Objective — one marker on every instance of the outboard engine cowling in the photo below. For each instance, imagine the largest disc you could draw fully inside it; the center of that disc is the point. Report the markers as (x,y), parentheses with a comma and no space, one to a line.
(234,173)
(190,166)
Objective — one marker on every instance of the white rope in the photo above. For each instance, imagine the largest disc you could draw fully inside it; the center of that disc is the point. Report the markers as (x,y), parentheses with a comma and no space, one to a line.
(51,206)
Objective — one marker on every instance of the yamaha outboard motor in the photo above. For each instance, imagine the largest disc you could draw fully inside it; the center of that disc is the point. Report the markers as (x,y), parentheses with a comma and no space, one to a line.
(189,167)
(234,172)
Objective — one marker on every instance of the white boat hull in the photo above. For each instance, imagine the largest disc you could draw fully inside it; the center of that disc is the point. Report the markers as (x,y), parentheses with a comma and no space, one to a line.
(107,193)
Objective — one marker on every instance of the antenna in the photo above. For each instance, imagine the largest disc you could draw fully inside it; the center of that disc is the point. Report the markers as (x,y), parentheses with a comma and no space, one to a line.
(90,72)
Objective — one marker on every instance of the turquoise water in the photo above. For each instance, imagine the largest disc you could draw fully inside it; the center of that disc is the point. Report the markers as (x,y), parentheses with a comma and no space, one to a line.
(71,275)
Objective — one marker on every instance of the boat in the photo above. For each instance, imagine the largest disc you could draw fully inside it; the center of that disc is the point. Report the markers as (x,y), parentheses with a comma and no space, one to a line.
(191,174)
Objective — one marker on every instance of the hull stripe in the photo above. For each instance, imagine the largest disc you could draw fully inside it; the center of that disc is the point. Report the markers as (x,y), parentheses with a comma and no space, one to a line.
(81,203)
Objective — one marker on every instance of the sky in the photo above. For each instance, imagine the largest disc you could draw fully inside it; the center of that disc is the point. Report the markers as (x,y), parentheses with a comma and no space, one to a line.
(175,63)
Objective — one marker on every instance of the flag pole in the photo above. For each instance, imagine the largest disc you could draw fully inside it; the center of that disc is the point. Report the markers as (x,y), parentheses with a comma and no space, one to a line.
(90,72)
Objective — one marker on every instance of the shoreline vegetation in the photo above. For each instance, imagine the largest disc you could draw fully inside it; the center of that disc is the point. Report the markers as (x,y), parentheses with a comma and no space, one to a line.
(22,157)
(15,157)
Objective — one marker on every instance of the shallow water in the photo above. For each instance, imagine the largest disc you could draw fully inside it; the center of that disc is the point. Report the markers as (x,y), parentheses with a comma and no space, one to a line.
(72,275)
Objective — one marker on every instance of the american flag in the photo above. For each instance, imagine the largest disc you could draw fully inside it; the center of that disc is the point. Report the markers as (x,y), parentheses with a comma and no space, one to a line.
•••••
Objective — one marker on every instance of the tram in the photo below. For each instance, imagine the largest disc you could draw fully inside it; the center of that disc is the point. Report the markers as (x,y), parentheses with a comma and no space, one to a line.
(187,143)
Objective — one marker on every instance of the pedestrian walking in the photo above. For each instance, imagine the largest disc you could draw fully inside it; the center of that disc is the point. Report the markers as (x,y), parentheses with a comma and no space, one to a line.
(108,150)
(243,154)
•••••
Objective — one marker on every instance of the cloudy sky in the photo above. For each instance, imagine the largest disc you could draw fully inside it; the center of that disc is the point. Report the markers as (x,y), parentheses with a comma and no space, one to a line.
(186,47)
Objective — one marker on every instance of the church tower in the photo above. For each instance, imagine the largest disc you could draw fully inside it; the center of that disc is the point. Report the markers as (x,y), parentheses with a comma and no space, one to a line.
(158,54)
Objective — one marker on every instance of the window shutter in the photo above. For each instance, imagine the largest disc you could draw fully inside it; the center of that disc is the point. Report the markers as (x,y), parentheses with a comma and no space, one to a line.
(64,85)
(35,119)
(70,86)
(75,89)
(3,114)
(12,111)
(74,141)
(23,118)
•••••
* REQUIRED WORK:
Convert the data above, from the line containing "Objective — one marker on every instance of the shallow" through the line containing "Objective — one marker on every instance of the american", into a JSON list of strings with one string per line. Omit any blank lines.

* OUTPUT FOR THIS EXERCISE:
[
  "Objective — one marker on every instance of the shallow water in the photo above. For each instance, imagine the largest disc you could draw fully inside it; the center of that disc is the point. Report the markers as (x,y), parentheses with a comma and no space, one to a line.",
  "(72,275)",
  "Objective — one marker on every instance of the american flag in the photo above. For each instance, imagine the largest disc you could draw fully inside it; the center of that disc is the point. Report the markers as (x,y), parentheses with a comma and no space, one to a line."
]